- _What is being asked_: Convert the records from the line with "Kindly give the mask of every instance of the gray" up to and including the line with "443 168 L 344" into a two-column CSV headed instruction and response. Give one row per record, with its text in the first field and its answer in the second, each field in quotes and line breaks replaced by spaces.

- _Data excerpts_:
◇ ◇ ◇ ◇ ◇

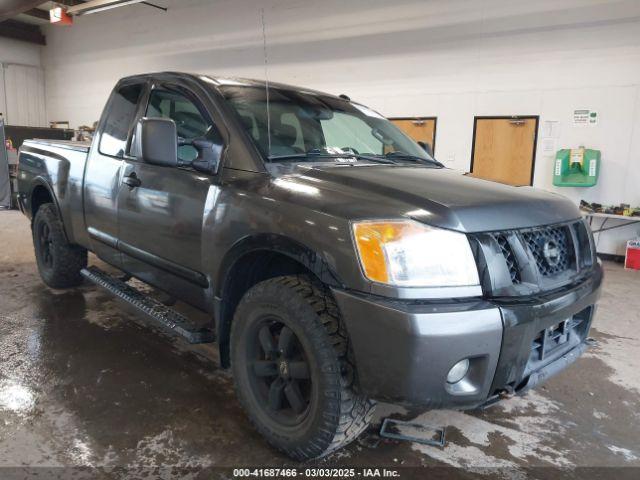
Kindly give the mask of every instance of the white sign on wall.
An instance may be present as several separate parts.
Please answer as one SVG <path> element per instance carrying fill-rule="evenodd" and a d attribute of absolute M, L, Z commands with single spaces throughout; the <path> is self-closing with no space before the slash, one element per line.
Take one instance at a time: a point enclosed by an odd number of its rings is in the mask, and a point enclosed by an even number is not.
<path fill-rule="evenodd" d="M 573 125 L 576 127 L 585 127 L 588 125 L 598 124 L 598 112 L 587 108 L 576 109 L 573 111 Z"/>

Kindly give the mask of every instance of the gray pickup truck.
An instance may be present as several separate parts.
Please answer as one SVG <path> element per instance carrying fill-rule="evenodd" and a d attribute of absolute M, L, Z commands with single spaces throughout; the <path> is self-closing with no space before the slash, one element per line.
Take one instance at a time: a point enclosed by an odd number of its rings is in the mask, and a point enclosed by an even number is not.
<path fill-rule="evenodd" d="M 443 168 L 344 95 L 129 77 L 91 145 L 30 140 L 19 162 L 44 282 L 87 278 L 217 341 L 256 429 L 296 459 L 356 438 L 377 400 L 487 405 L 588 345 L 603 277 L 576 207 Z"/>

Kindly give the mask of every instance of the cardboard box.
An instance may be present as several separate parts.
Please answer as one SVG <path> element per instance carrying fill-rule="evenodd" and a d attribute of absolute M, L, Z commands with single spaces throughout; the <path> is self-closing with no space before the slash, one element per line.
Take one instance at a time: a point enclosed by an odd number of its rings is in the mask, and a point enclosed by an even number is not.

◇ ◇ ◇ ◇ ◇

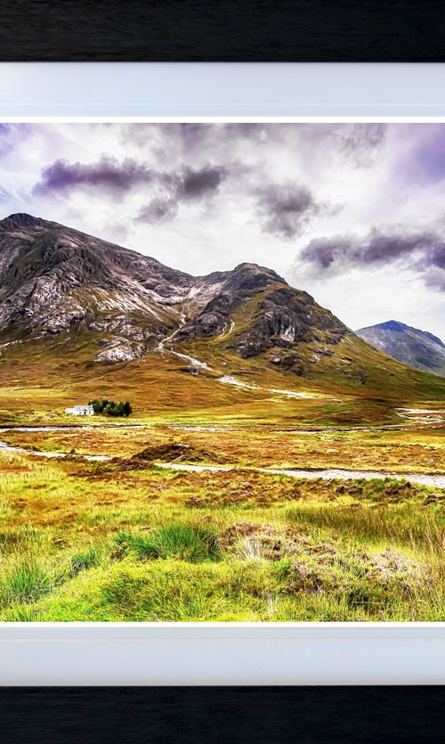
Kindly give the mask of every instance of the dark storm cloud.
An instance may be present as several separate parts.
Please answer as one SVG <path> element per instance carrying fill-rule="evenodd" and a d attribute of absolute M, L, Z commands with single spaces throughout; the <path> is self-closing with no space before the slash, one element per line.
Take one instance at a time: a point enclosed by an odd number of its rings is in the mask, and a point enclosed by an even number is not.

◇ ◇ ◇ ◇ ◇

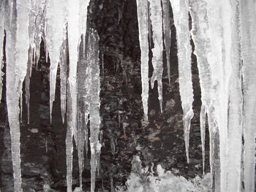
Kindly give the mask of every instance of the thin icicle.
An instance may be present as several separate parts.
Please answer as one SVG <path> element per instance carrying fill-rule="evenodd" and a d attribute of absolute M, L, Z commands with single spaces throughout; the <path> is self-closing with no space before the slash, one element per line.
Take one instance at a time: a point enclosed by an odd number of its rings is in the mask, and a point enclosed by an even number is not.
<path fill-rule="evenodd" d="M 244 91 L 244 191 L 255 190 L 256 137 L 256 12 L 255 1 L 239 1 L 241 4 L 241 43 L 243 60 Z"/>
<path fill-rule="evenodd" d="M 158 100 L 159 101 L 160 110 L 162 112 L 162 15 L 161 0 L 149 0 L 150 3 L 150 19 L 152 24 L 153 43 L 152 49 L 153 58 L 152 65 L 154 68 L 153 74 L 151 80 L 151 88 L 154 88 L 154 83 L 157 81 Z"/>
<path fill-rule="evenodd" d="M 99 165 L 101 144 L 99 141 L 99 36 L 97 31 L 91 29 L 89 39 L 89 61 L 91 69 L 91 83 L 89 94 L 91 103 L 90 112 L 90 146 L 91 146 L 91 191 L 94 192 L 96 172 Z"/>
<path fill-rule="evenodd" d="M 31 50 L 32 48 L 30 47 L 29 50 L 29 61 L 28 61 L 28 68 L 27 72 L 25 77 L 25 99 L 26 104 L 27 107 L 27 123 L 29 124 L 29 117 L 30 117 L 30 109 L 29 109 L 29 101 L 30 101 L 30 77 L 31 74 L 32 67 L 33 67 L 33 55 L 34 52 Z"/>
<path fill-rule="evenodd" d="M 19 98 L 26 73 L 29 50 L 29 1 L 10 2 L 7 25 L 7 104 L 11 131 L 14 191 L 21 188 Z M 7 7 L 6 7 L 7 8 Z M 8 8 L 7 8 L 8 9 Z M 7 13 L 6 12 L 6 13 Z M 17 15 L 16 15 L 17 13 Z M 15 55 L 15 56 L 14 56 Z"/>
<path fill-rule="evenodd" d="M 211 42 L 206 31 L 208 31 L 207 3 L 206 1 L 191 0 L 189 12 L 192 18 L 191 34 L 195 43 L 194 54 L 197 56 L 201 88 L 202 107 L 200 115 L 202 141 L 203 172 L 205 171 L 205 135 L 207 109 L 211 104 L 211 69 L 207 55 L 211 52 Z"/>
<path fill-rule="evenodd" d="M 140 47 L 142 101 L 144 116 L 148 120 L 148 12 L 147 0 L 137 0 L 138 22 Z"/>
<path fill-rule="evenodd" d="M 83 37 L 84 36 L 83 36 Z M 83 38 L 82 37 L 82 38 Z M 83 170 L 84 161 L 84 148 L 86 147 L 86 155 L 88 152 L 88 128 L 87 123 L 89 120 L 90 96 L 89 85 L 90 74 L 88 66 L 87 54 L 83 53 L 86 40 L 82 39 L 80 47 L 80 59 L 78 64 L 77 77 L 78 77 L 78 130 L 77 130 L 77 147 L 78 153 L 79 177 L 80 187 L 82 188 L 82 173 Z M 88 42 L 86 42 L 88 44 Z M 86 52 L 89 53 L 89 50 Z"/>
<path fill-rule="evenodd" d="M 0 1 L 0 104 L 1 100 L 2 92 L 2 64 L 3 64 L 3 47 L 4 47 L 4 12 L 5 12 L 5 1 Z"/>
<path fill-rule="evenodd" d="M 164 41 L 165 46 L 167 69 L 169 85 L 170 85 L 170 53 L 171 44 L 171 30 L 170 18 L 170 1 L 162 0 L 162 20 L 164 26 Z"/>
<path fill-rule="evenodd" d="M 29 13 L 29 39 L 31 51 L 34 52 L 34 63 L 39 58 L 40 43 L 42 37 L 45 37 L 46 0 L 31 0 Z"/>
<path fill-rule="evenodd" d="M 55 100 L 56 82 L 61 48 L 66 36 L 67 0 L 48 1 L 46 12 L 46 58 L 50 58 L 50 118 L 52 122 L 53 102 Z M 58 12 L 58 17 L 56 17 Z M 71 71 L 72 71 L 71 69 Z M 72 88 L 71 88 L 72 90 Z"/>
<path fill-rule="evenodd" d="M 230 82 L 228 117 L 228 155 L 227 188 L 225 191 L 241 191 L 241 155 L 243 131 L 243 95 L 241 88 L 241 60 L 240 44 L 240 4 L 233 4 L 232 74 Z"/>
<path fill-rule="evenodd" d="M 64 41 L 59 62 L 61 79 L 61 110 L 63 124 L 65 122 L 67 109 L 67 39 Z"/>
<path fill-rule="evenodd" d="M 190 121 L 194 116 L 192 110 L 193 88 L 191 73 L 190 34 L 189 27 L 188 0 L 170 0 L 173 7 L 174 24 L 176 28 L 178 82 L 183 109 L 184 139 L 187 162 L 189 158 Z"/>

◇ ◇ ◇ ◇ ◇

- _Reply to the task_:
instruction,response
"Kindly give the mask of every instance of the gray pickup truck. An instance may be present as several separate parts. Please answer as one SVG <path> element per instance carrying fill-rule=""evenodd"" and a d attribute of absolute M, L, Z commands with single spaces throughout; the <path> is self-closing with no space before the slash, one element per line. Take one instance at a time: a point enclosed by an odd number of its rings is in the mask, and a point enclosed by an even number is not.","<path fill-rule=""evenodd"" d=""M 443 168 L 344 95 L 129 77 L 91 145 L 30 140 L 19 162 L 44 282 L 87 278 L 217 341 L 256 429 L 296 459 L 356 438 L 377 400 L 487 405 L 588 345 L 603 277 L 576 207 Z""/>"